→ Work instructions
Copy the listing from the line containing "of visitors in" through its end, keeping the requests. Shift each answer coordinate by adding 43 to it, and leave all other numbers unchanged.

══ Material supplied

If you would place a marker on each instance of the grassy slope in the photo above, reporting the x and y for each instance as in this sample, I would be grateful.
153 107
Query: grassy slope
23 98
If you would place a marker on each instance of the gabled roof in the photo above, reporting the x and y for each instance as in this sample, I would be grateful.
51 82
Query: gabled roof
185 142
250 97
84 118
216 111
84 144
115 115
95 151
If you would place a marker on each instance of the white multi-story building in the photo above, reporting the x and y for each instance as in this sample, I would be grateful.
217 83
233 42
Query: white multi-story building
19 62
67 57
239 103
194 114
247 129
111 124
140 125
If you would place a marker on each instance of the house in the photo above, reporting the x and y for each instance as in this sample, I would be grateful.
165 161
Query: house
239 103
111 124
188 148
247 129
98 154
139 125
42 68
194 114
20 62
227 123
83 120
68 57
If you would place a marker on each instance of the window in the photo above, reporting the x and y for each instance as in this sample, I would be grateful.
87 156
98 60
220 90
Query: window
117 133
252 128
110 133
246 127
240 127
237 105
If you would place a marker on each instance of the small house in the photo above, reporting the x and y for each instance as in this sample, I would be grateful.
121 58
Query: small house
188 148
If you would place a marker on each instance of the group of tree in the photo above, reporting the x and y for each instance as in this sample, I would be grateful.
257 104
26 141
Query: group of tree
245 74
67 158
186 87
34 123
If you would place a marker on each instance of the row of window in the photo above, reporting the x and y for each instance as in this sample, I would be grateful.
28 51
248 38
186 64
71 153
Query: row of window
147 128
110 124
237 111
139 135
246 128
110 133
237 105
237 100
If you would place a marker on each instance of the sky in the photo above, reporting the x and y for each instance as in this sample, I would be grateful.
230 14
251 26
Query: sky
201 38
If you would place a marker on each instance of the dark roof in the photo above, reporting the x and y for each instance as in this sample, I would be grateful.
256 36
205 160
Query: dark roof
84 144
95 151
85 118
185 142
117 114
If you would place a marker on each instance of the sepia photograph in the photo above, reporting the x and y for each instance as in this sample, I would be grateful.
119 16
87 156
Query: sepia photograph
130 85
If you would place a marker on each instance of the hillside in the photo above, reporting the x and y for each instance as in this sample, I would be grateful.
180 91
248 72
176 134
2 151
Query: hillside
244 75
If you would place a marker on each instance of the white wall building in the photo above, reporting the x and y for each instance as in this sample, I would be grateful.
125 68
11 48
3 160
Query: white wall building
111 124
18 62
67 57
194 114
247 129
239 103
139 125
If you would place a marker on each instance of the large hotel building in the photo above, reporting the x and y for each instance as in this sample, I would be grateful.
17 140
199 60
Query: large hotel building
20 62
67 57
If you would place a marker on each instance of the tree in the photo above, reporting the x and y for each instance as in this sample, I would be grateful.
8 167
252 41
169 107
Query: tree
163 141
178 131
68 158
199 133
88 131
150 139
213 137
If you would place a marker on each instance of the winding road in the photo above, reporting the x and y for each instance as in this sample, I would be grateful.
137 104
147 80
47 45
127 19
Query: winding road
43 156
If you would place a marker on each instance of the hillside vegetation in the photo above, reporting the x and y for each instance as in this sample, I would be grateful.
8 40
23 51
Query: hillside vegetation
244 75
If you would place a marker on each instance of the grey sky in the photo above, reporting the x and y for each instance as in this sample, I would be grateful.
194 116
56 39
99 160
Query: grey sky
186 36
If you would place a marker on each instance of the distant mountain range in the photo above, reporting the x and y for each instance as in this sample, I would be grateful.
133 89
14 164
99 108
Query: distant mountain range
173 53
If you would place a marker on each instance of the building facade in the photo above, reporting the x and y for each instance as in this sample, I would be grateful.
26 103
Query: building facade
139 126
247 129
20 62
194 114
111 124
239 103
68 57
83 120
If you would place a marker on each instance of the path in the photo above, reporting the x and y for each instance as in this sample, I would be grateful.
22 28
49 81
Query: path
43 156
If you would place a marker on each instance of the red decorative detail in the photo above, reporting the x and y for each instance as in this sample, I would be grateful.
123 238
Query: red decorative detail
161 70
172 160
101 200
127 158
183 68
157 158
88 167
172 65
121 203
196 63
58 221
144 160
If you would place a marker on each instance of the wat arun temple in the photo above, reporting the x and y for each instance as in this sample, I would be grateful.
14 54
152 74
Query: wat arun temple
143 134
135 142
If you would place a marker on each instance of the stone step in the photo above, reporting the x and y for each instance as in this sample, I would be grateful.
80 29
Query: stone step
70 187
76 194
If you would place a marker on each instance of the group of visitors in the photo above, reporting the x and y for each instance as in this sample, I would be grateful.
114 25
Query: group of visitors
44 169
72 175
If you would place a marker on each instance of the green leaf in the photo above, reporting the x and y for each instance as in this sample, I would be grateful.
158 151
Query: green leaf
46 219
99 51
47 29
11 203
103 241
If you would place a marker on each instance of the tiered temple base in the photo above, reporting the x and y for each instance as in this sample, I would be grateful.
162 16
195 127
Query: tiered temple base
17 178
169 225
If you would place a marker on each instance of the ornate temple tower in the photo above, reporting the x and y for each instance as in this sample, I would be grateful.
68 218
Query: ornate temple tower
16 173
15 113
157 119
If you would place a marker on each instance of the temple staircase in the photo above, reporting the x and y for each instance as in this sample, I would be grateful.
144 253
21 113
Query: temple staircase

════

→ Solution for this exercise
If you would place a marker on each instance of the group of visitors in the photo above, reporting the x and y for each instance as in this sample, I would be grateful.
114 25
Query: group of visitors
87 212
115 218
If you would place a marker on each instance of the green leaf in the photo above, reporting the x and y for each instance as in this sample, I would be grateful.
158 151
Query: green leaf
89 262
142 94
90 72
54 246
146 284
If you would place a marker on each instance of the tiered temple base in the photo above, reporting the x and y for each instance as in this sample, I would be grateful.
162 16
195 127
Query: tiered temple base
60 221
212 268
If you would place a marker on each instance of the ornate temple tower in the photo above, reporting the x and y for each instance as in this sample, I would be grateful.
68 218
Query: ornate temple tower
59 216
58 156
200 162
If you would place a marker on each instance of the temple staircase in the photo above, reporting the x and y for each instance as in this sample, I would be grateful.
144 253
21 113
Query: temple staircase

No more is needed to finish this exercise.